## Given instruction
Return the records in full, exactly as given.

-------------------------

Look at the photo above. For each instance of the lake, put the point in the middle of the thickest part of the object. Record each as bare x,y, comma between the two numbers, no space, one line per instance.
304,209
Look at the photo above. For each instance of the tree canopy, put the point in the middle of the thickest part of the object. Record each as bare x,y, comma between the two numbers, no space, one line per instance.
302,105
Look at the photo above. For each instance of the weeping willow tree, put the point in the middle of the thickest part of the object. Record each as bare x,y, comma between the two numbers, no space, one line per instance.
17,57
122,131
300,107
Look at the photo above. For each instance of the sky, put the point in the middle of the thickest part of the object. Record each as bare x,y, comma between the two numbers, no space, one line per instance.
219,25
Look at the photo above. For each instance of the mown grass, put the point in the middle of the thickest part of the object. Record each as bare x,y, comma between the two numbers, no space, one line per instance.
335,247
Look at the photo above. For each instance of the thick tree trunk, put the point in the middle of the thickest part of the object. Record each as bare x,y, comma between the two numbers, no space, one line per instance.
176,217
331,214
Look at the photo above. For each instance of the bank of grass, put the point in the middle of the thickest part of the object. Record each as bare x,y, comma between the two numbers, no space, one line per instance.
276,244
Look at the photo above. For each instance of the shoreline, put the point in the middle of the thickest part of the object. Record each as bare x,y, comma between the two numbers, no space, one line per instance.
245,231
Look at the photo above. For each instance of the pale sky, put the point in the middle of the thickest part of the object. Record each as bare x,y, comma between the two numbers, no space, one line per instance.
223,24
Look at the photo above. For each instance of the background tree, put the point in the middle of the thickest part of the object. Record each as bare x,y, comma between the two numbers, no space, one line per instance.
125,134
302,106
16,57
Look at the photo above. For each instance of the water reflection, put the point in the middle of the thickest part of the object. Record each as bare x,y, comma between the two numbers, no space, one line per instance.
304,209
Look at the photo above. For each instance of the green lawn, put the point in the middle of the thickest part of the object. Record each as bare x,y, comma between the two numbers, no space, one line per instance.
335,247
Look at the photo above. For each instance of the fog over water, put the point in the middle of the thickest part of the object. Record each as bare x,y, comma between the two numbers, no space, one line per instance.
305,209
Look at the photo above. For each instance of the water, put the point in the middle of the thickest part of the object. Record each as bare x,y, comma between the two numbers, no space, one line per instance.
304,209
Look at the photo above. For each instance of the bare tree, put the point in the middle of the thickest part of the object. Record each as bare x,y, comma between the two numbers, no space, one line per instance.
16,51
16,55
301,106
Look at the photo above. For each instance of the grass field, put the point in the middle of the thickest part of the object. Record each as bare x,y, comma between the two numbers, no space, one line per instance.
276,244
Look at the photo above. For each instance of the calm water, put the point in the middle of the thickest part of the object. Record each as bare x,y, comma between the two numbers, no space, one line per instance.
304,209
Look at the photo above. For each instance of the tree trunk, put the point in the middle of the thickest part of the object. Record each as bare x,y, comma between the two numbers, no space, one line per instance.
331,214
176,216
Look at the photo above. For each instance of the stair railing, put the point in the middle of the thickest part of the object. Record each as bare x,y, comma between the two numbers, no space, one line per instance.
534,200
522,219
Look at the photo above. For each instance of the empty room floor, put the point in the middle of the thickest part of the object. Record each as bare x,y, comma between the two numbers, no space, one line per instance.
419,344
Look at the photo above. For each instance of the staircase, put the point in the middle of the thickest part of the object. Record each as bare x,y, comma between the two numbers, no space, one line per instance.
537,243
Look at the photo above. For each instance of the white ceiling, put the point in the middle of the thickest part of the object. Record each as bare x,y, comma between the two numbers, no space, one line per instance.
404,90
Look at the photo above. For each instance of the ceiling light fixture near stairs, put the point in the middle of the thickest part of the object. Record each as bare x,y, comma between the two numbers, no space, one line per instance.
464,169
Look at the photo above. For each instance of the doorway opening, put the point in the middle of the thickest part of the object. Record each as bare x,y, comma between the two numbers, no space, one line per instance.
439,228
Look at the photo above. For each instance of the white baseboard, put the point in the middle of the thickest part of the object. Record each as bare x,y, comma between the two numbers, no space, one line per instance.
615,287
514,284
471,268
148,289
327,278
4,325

-------------------------

## Solution to this exercise
Look at the photo above. For each instance of the lake, put the point in the middle of the thickest part of the object. Record each as bare x,y, comma between the two numbers, no space, one line per instance.
304,209
Look at the photo above. For each instance of the tree canopy, put the point in the middle of the thickest part of the object. Record each as bare x,y, comma between the two numbers, no space, one line per instance.
302,105
Look at the photo above. For each instance of the weeping willow tree, put the point in the middle of the thickest part of the object. Record each as bare x,y, comma between the two numbers, no space, one line per instance.
17,57
122,131
300,107
Look at the photo above. For each instance of the sky, put the point in the middle of the thickest part of the object. Record each as bare x,y, comma between the two numbers, no space, one line per instance.
219,25
Look at the photo above. For each instance of the mown grass, put the point in the middle of the thickest part of the object. Record each as bare x,y, comma between the two numbers, no space, one line per instance.
335,247
Look at the photo above. For each instance of the thick tree trunk, put the point in the middle of the thickest part of the object. Record each as bare x,y, comma between the two numbers, no space, one line per instance.
176,217
331,214
Look at the photo above. For each instance of the bank of grass, put the point in the middle of the thickest part of the object. Record each as bare x,y, comma between the two numbers, no space, one line per instance.
276,244
Look at the photo above. For each instance of the shoreline, put the point in the middle of the thickest part of the object. Record each as bare x,y, comma between the two numbers, no space, one line per instance.
245,231
Look at the photo above. For each instance of the pale sky, put the point in the middle of the thickest part of the object. Record each as bare x,y, comma between the two numbers, no space, one line per instance.
223,24
Look at the photo above. For each instance of the background tree, put the point in the middle of the thickest part of the object. Record each as bare x,y, comma between the two numbers, no space, one line per instance.
125,134
302,106
16,57
Look at the photo above. For each instance of the water reflection, put the point in the middle of the thickest part of the object. Record each as bare x,y, comma between the two numbers, no space, one line per instance.
304,209
Look at the photo above. For each instance of the green lawn, put the point in the middle of the thickest part of the object. Record each as bare x,y, comma between the two numbers, no space, one line per instance.
335,247
Look at the photo above. For each instance of the fog over water, put the point in the middle of the thickest part of the object. Record each as bare x,y, comma between the two numbers, no space, one line per instance.
305,209
Look at the photo above. For each instance of the water, put the point in the middle of the thickest part of the object. Record each as bare x,y, comma between the two numbers, no space, one line per instance.
304,209
Look at the photo above. For each instance of the bare tree, put the point in the middle of the thickest part of the object. Record each as bare x,y, comma between the two numbers, no space, one line per instance.
16,51
16,55
301,106
Look at the photo above. For each instance of the grass field, put the point in the middle of the thickest part of the object. Record each as bare x,y, comma between the two numbers, no space, one line per instance.
276,244
Look at the photo above. For each instance of the calm water, put the point in the middle of the thickest part of the object. Record each as bare x,y, comma between the two numbers, no space, one line per instance.
304,209
Look at the photo above. For each instance of the tree trunk, put the point in the middle of the thickest part of the object. Record each as bare x,y, comma between the two numbers, no space, one line per instance.
331,214
176,216
Look at the photo above. For each instance of the stair railing, put the point in the middle of the thickest part of the object. Record each as bare x,y, comma between the two numbers, no space, one line per instance.
534,200
522,219
Look at the photo above. For each instance of the empty room floor, put the point in the middle of the thickest part of the object. Record each as bare x,y, comma between the two numbers, no space, one line per instance.
419,344
Look at the photo above. For each instance of the staircase, put the point in the middle of the thickest part of the object. Record each as bare x,y, comma between the two numbers, no space, one line per instance.
537,243
Look at the photo above. For each instance of the white ceiling, put the point in the middle of the thickest part of the object. Record each as bare x,y, comma between the two numbers, no space, one line per instance.
404,90
Look at the photo above. For each instance of the ceiling light fixture near stairs, put the point in the middle of the thickest part of the object. Record each as bare x,y, comma between the two numbers, no space, one line per instance.
464,169
Look at the photo above. For each instance of the doorway opening, put the point in the middle of the thickest part of the object. Record each as bare x,y, comma between the two numbers, no space, one line per instance.
439,228
Look at the photo above. For each instance of the white baseboard, put the point in the middle of the thickest part of the object. Record each as bare x,y, comma between the two numbers, no space, one line per instance.
615,287
514,284
471,268
148,289
327,278
4,325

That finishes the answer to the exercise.